-- WORK INSTRUCTION --
Your answer should be a single number: how many lines in the data below hold the string "separated".

·····

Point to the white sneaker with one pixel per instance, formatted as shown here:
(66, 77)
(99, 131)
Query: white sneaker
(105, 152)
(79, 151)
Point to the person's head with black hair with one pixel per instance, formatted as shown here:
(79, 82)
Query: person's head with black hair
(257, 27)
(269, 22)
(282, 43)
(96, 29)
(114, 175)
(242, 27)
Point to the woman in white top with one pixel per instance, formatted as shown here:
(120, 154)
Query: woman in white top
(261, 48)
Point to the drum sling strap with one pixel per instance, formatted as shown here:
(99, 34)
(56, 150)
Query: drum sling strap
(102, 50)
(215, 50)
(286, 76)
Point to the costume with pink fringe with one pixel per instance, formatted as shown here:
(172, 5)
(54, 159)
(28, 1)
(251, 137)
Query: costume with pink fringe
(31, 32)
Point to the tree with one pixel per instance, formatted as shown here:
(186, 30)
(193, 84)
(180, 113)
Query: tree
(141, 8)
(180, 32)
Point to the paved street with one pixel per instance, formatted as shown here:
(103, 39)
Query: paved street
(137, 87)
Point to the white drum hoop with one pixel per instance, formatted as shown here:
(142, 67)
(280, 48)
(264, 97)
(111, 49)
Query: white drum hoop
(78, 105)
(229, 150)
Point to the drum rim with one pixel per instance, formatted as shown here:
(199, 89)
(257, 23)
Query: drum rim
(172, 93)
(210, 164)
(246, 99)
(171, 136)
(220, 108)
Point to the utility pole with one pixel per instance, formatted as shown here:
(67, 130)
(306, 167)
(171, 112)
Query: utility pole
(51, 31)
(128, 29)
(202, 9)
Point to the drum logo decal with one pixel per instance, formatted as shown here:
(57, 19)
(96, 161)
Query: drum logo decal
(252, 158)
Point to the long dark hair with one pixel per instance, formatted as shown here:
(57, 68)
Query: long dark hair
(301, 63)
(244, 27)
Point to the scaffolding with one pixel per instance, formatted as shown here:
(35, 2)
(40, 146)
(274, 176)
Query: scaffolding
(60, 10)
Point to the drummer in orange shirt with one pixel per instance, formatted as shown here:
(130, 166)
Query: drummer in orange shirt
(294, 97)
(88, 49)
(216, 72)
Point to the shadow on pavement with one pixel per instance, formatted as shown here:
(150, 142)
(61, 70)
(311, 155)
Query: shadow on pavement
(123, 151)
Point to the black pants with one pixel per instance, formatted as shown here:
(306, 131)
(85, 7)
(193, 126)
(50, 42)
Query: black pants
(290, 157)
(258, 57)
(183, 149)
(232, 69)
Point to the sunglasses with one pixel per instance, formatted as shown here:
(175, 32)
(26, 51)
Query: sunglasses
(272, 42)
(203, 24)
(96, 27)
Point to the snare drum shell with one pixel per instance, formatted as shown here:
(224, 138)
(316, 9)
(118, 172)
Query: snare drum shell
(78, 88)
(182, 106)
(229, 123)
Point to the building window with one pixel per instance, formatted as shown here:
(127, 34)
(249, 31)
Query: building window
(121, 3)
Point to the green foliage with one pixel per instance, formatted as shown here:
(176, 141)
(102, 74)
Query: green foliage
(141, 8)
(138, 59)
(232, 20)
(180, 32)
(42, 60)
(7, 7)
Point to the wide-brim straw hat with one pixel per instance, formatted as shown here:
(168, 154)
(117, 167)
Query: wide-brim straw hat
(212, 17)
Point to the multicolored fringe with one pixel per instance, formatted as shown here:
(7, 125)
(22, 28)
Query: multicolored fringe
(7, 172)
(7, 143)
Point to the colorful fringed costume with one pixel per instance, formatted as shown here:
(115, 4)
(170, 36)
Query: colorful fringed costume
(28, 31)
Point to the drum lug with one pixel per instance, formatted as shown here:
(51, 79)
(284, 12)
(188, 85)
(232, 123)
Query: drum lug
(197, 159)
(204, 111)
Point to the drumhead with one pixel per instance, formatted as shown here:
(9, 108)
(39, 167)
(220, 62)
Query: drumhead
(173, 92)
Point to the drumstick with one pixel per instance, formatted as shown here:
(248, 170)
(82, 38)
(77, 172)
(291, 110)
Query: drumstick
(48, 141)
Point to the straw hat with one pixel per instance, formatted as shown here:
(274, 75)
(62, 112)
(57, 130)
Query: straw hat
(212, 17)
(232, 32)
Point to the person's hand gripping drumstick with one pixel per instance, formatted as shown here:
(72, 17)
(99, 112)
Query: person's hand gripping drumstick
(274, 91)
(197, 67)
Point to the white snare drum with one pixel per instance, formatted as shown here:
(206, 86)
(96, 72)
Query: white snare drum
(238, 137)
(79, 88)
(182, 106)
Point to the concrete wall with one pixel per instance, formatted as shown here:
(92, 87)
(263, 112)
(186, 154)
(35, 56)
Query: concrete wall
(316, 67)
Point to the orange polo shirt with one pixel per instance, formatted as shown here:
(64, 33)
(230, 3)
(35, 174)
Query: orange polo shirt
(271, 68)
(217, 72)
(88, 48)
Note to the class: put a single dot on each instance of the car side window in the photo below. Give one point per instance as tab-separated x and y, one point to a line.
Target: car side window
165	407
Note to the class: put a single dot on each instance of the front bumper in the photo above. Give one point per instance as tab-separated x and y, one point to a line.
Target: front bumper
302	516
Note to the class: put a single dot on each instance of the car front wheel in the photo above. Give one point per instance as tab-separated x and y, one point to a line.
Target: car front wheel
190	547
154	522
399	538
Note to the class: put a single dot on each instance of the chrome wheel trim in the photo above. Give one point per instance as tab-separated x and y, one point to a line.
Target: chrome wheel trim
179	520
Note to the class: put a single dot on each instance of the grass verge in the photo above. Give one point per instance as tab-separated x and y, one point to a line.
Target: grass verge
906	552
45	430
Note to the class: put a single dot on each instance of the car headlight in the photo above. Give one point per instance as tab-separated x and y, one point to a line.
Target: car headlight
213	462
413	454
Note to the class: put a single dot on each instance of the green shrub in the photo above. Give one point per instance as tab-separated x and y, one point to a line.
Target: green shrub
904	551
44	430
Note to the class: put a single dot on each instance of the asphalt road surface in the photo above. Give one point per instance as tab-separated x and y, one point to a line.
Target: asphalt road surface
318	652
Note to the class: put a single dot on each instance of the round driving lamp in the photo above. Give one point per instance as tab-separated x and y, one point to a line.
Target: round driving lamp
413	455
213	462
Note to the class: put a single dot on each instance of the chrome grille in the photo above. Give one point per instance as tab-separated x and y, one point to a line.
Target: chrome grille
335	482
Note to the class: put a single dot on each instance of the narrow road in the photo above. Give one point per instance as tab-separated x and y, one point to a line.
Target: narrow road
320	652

·····

-- OUTPUT --
11